**Entries in a dataset:**
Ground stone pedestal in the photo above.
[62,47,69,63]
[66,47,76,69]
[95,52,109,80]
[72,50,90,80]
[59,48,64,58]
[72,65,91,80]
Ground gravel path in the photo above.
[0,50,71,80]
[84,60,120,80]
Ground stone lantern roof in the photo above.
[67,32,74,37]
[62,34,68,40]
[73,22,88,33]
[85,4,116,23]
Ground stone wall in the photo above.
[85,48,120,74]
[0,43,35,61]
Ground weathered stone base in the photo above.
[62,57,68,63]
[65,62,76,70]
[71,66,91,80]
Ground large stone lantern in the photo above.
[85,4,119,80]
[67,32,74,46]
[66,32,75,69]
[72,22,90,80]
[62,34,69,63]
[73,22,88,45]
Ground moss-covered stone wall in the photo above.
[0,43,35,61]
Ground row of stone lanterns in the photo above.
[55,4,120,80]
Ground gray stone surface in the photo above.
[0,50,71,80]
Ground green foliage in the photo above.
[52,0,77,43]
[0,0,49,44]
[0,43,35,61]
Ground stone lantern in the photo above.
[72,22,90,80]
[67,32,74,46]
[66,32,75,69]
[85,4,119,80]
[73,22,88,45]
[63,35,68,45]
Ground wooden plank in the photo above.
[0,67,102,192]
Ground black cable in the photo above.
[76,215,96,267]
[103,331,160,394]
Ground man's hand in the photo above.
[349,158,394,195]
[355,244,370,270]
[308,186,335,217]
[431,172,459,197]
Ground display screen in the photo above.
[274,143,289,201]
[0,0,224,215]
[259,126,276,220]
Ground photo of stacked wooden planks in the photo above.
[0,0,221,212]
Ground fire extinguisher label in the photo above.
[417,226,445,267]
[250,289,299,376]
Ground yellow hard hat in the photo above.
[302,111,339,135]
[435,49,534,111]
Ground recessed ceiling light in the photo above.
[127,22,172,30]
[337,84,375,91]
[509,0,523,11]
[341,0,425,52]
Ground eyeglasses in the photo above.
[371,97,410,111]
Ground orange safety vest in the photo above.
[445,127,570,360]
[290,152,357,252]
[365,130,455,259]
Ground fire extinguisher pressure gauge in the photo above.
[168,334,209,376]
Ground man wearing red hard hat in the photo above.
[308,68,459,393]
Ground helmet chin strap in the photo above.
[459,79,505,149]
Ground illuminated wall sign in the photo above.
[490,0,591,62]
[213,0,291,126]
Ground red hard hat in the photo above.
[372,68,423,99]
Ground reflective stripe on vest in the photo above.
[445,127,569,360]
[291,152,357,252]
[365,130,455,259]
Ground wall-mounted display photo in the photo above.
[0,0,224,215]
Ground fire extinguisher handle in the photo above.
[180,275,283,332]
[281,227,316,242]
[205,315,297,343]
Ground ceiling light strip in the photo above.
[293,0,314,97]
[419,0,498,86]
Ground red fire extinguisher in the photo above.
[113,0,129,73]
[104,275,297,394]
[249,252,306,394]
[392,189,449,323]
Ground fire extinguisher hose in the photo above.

**SHORT EXERCISE:** Give every entry above as a numbered list, leaving out any blank lines.

**PROBLEM SOLUTION:**
1. Ground stone pedestal in the photo above.
2. [62,47,69,63]
3. [66,47,76,69]
4. [95,52,109,80]
5. [72,50,90,80]
6. [59,48,64,58]
7. [72,65,91,80]
8. Ground gravel path in the photo above.
9. [0,50,71,80]
10. [84,60,120,80]
11. Ground stone lantern roof in the photo above.
12. [67,32,74,37]
13. [62,34,68,40]
14. [73,22,88,33]
15. [85,4,116,23]
16. Ground stone wall in the photo above.
17. [85,48,120,74]
18. [0,43,35,61]
19. Ground weathered stone base in the photo above.
20. [62,57,68,63]
21. [65,62,76,70]
22. [71,66,91,80]
23. Ground large stone lantern in the photo above.
24. [85,4,119,80]
25. [67,32,74,46]
26. [66,32,75,69]
27. [72,22,90,80]
28. [62,34,69,63]
29. [73,22,88,45]
30. Ground moss-covered stone wall in the photo above.
31. [0,43,35,61]
32. Ground row of stone lanterns in the photo above.
33. [55,4,120,80]
34. Ground gray stone surface in the photo above.
35. [0,50,71,80]
36. Ground green foliage in the photo above.
37. [52,0,77,43]
38. [0,0,49,44]
39. [0,43,35,61]
40. Ground stone lantern in the photo above.
41. [72,22,90,80]
42. [67,32,74,46]
43. [66,32,75,69]
44. [85,4,119,80]
45. [73,22,88,45]
46. [63,35,68,45]
47. Ground wooden plank in the photo above.
48. [0,67,102,192]
49. Ground black cable in the photo above.
50. [76,215,96,267]
51. [103,331,160,394]
52. Ground man's hand in the photo above.
53. [349,158,394,195]
54. [355,244,370,270]
55. [308,186,335,217]
56. [431,172,459,197]
57. Ground display screen in the photo above.
58. [274,143,289,201]
59. [0,0,224,215]
60. [259,126,276,220]
61. Ground photo of stacked wooden planks in the photo above.
62. [0,0,221,212]
63. Ground fire extinguisher label in the photo above.
64. [417,226,445,267]
65. [250,289,299,376]
66. Ground yellow hard hat in the photo above.
67. [302,111,339,135]
68. [435,49,534,111]
69. Ground recessed ceiling light in the photo above.
70. [127,22,172,30]
71. [337,84,375,91]
72. [509,0,523,11]
73. [341,0,425,52]
74. Ground eyeglasses in the photo above.
75. [371,97,410,111]
76. Ground orange safety vest in the photo above.
77. [445,127,570,360]
78. [290,152,357,252]
79. [365,130,455,259]
80. Ground fire extinguisher pressure gauge in the photo above.
81. [168,334,209,376]
82. Ground man wearing red hard hat in the photo above.
83. [308,68,459,393]
84. Ground helmet chin strap in the photo above.
85. [459,79,505,149]
86. Ground illuminated wall sign in the photo above.
87. [490,0,591,62]
88. [213,0,291,126]
89. Ground red hard hat in the photo above.
90. [372,68,423,99]
91. Ground reflective stripe on vest in the photo above.
92. [445,127,569,360]
93. [291,152,357,252]
94. [365,130,455,259]
95. Ground wall-mounted display photo in the photo above.
96. [0,0,224,215]
97. Ground fire extinguisher handle in the photo above.
98. [180,275,283,332]
99. [281,227,316,242]
100. [205,315,297,343]
101. Ground ceiling light strip in the photo above.
102. [293,0,314,97]
103. [419,0,498,86]
104. Ground red fire extinguisher in the photo above.
105. [113,0,129,73]
106. [104,275,297,394]
107. [249,252,306,394]
108. [392,189,449,323]
109. Ground fire extinguisher hose in the photo above.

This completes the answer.